[Start Record list]

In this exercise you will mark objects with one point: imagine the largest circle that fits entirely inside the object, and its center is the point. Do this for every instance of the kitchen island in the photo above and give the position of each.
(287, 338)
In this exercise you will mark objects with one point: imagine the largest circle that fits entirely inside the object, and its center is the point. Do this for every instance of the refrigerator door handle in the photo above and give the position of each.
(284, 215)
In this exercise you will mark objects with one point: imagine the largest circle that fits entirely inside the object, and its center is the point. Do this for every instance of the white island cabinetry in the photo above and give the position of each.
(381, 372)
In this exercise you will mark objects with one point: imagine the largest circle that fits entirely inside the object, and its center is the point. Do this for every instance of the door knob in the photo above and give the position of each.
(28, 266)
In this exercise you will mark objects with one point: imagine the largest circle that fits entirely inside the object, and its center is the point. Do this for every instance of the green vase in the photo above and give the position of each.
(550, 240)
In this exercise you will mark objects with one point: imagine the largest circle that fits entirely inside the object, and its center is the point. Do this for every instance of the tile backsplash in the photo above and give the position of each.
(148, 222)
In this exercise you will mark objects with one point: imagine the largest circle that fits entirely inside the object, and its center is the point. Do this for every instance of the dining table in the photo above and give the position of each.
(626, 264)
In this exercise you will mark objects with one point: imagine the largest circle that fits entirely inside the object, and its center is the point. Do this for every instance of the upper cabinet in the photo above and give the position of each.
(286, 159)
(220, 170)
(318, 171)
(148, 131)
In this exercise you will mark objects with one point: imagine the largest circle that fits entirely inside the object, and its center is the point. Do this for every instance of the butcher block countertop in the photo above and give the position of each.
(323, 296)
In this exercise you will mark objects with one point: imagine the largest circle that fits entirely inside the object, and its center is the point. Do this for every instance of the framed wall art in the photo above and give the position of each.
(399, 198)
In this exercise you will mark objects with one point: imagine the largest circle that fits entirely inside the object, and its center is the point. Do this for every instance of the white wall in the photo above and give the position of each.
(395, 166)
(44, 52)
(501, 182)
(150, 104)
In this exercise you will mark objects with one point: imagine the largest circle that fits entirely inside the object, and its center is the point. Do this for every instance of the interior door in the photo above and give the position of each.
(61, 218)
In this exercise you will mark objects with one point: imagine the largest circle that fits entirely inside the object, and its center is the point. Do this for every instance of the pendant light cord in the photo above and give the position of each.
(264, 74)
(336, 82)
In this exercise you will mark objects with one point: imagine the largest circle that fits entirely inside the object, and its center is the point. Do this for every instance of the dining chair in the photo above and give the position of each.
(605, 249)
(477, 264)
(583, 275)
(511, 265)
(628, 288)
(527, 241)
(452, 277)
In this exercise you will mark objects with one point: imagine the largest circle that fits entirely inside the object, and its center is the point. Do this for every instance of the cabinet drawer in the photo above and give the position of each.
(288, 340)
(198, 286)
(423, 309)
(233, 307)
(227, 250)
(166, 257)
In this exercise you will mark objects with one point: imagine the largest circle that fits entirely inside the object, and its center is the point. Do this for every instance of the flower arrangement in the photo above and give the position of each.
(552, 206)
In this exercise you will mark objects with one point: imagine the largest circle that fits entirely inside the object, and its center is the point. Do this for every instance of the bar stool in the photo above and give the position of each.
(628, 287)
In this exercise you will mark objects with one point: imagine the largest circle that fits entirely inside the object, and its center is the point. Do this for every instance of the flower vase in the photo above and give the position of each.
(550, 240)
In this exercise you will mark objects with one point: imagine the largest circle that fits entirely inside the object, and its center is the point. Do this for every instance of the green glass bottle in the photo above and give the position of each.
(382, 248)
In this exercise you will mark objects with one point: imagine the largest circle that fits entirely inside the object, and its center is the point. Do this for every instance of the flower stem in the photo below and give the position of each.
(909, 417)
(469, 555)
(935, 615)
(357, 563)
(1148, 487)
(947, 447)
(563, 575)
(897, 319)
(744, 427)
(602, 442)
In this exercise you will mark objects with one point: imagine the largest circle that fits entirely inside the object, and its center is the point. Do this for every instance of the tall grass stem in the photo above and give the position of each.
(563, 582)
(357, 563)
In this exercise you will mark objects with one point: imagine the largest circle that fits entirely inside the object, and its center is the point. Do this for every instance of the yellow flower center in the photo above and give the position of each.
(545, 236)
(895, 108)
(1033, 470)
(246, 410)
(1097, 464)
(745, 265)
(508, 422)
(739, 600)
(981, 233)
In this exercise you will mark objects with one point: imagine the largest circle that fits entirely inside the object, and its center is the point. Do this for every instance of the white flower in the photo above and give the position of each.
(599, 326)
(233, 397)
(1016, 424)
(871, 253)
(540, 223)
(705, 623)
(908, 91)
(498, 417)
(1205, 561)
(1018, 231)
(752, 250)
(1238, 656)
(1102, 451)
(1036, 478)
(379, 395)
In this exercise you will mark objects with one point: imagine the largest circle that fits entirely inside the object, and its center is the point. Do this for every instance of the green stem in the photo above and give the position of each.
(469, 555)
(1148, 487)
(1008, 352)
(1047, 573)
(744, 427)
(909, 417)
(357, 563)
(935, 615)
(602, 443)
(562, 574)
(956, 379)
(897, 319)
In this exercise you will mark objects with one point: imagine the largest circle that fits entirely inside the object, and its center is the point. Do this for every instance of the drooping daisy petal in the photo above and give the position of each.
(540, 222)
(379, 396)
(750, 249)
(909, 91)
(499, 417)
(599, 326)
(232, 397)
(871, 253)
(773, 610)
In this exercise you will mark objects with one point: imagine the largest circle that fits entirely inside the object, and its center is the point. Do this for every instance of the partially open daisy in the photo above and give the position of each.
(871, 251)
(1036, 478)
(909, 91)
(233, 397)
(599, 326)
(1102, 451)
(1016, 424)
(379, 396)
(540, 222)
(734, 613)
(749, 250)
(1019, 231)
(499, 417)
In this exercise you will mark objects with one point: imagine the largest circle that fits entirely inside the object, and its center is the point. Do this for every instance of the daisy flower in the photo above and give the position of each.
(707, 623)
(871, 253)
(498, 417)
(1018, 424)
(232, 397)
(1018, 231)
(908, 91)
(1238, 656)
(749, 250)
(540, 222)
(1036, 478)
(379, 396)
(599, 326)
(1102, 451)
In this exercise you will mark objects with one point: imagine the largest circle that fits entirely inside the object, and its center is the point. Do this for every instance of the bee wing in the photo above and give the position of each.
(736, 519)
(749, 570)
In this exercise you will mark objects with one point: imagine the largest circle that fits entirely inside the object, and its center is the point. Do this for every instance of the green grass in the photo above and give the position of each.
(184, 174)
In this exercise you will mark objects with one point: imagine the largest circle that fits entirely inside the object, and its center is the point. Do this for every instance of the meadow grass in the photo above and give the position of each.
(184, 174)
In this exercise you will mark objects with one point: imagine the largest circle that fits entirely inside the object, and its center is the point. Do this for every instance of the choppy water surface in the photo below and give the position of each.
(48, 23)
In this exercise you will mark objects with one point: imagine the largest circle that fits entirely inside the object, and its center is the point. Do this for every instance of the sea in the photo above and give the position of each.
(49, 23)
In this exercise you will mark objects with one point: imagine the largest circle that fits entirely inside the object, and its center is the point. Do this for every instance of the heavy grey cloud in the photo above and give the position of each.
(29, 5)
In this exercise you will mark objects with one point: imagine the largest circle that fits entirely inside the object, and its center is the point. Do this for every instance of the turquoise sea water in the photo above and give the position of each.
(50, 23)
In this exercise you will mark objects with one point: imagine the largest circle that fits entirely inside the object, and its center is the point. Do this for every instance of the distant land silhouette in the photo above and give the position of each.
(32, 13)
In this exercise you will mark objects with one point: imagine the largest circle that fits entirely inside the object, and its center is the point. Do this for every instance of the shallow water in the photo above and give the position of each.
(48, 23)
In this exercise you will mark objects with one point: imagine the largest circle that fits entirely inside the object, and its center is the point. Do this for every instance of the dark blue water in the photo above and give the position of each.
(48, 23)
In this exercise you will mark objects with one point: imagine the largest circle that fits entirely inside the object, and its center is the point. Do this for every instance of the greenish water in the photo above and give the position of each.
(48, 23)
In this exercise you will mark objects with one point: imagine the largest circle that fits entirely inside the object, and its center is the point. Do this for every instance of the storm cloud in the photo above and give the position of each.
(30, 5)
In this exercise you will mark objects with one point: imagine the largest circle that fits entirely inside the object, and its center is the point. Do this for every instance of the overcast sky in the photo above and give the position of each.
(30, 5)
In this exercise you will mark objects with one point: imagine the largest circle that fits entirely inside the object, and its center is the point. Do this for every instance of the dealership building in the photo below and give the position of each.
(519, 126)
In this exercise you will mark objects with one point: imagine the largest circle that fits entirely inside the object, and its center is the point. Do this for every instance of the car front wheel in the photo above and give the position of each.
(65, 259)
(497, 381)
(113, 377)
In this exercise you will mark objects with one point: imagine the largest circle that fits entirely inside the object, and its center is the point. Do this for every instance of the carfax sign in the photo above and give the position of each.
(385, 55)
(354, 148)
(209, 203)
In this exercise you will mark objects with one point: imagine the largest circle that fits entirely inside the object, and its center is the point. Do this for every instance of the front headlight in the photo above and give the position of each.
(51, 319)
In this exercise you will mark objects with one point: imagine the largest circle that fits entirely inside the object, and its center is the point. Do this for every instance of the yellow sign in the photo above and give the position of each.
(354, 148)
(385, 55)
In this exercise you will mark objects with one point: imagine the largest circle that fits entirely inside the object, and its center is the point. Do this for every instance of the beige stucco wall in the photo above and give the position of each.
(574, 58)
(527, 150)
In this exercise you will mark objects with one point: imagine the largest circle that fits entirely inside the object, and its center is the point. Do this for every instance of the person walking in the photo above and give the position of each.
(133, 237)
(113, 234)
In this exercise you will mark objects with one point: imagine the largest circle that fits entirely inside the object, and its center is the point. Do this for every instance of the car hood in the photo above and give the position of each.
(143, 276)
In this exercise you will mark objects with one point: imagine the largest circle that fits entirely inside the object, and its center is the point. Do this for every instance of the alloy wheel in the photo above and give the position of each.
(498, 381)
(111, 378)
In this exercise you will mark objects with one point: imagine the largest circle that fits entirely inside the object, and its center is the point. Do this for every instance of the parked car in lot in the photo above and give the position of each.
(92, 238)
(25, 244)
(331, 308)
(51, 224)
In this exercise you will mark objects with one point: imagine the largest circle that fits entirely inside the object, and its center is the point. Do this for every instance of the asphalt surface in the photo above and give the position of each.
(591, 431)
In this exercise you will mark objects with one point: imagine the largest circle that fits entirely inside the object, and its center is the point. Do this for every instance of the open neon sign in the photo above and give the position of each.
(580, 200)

[End Record list]

» Written request: Repeat the lines from the one containing "the car hood" through the end of the listing, exactly and without any other lines; both ends are included.

» Output for this exercise:
In this exercise you will mark objects with one point: imagine the largest circle that fits entirely inside the object, and its center is the point. Do this for every instance of the car hood in the photo above and give the position of each.
(143, 276)
In this exercise you will mark objects with one point: imagine the largest circle that fits entirely inside the object, and its center is the point. Do this for every instance of the alloy wheel in the photo above and give the position of each.
(498, 381)
(111, 378)
In this exercise you will mark objects with one point: imagine the largest circle that fits entirely inside the object, and its center is the point. Do this for every instance of the parked car in lot in the photo above and give the position of each.
(92, 238)
(25, 244)
(331, 308)
(51, 224)
In this exercise you will mark objects with one point: imagine the largest circle that fits entirely inside the object, and its center is the point. Do this for every instance of the asphalt surface in the photo above and give the position of each.
(591, 431)
In this exercise you will mark objects with one point: imagine the largest circle that fits entirely inside the object, and its center is the point. Do this for every instance of the open neon sign in the photo above and give the position of each.
(580, 200)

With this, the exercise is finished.